▶ [Task details] Update the listing lines from the one containing "request: segment every instance of the stone" through the one containing "[[[138,762],[133,807],[130,911],[486,907],[376,769]]]", inclusive, so that "staircase" becomes "stairway" and nothing else changes. Give back only those lines.

▶ [The records]

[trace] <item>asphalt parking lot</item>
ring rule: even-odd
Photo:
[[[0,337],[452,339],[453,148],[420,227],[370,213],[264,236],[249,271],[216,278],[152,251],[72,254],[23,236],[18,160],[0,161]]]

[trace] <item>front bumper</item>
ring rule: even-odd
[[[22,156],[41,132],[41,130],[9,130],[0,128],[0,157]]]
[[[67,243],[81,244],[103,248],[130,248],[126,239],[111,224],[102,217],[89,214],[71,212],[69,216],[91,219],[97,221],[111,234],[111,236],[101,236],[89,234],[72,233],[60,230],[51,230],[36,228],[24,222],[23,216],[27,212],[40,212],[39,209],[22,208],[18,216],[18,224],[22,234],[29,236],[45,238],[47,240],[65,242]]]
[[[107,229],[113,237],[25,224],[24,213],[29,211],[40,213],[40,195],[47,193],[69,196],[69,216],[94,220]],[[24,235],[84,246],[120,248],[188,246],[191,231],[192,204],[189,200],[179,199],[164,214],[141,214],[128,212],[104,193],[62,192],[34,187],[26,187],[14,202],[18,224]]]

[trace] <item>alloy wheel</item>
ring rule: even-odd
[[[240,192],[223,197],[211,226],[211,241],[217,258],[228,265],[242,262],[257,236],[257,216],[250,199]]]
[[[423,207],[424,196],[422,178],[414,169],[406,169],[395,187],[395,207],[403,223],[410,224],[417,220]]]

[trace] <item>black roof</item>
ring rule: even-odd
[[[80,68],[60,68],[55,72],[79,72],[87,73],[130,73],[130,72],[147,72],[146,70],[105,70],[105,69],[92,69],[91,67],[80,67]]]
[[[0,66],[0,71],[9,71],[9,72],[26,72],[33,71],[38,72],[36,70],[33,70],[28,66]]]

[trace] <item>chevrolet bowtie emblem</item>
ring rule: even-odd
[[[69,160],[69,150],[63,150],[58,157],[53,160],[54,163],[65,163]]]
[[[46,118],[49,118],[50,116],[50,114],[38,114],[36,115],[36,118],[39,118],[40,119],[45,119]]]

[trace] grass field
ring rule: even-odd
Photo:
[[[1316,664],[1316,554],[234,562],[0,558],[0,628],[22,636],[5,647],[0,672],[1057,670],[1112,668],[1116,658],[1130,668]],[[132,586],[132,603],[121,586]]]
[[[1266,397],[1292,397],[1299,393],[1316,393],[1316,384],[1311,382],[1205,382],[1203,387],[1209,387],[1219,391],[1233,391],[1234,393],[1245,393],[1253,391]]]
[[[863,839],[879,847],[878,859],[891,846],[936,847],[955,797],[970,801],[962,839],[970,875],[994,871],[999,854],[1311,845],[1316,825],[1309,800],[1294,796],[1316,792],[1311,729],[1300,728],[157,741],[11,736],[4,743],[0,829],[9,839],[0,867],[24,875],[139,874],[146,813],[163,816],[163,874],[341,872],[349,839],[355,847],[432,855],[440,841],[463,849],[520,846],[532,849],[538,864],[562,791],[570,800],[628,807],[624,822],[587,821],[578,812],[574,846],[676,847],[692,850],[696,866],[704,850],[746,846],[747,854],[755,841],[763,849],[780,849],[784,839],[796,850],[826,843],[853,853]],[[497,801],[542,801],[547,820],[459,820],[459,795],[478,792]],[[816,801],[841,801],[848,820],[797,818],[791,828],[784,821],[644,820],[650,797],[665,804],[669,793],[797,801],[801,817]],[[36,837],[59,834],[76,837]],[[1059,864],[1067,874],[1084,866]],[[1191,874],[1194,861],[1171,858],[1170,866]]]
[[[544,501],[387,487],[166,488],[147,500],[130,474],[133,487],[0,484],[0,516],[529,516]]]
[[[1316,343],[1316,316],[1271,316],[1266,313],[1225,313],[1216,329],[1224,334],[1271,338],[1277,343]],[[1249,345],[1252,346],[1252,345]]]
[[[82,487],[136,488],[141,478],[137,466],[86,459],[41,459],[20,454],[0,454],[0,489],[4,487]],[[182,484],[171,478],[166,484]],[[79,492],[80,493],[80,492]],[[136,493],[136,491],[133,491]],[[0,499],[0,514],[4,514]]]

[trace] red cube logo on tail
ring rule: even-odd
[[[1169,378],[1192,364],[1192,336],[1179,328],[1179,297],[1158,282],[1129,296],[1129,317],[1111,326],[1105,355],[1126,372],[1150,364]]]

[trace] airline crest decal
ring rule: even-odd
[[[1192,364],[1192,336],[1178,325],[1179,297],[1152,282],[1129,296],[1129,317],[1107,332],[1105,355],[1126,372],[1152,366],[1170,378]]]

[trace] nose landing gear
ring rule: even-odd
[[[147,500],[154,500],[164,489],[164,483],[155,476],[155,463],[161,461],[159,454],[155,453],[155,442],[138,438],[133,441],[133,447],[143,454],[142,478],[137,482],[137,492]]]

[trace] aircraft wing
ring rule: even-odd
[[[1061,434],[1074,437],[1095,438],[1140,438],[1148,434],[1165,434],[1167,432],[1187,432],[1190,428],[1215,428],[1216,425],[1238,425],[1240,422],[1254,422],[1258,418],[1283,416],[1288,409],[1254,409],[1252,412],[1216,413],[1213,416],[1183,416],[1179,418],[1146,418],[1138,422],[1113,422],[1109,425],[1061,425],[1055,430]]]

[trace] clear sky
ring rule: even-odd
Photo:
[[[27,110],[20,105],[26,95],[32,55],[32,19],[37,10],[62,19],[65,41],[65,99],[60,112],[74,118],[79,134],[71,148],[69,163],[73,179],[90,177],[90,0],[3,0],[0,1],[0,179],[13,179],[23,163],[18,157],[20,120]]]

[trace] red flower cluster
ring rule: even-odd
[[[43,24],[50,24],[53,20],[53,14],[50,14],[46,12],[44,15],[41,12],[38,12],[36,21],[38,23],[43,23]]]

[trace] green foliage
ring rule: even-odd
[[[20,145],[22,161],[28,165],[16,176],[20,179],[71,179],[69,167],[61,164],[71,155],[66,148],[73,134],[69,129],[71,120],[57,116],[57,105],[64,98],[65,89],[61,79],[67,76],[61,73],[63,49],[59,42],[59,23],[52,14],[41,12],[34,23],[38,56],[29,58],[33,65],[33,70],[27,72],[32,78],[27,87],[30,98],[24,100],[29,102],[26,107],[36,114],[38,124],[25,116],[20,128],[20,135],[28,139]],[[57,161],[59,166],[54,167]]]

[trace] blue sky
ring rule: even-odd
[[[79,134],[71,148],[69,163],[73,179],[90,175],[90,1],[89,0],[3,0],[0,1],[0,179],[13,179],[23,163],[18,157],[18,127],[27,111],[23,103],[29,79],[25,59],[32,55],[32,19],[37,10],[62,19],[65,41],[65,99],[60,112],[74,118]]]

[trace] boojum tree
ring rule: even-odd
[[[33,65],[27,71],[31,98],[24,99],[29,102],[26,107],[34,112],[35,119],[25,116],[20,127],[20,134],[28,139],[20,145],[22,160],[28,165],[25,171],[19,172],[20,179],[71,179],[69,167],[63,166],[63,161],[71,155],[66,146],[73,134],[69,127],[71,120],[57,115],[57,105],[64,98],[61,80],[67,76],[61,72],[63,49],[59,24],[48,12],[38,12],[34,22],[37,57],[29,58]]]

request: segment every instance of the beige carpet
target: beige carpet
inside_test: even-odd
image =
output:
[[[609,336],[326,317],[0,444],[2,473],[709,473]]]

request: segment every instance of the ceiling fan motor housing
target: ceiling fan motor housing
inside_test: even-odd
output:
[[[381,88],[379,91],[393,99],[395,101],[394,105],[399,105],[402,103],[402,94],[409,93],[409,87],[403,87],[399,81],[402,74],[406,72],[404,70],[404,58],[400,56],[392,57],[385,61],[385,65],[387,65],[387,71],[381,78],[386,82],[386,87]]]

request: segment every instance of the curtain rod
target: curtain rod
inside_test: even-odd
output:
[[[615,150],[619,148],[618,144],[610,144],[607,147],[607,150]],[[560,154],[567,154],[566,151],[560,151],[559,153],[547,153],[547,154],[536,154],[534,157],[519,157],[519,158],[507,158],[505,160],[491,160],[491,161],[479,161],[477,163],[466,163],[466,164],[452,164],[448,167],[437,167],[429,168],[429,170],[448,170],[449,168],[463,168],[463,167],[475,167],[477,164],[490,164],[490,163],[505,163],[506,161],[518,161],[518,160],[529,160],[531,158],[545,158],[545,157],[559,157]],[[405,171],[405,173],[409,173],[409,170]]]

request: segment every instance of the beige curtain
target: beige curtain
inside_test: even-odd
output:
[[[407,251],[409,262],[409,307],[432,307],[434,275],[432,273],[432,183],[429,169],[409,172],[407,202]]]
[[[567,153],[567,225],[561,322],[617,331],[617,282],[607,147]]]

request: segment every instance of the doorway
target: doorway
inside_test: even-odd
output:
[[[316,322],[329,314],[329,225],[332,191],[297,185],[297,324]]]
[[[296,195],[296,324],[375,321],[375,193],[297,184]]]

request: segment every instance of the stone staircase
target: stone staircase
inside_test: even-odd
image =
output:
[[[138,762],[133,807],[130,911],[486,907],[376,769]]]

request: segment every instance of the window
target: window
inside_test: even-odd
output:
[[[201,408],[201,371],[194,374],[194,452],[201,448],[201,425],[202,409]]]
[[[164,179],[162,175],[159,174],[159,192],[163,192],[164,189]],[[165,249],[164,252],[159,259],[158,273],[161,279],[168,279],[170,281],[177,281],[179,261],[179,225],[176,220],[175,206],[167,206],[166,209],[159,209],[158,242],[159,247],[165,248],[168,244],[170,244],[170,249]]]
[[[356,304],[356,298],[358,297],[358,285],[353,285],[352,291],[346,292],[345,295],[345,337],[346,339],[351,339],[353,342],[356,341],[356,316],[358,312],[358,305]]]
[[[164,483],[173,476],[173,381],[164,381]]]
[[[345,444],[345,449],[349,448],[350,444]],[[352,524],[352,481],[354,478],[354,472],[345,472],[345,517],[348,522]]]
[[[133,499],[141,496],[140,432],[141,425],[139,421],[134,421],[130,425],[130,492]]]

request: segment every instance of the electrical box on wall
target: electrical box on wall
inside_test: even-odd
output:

▶ [In response]
request: segment every instance of the stone stairway
target: stone stairway
inside_test: even-odd
image =
output:
[[[138,762],[133,807],[130,911],[486,907],[376,769]]]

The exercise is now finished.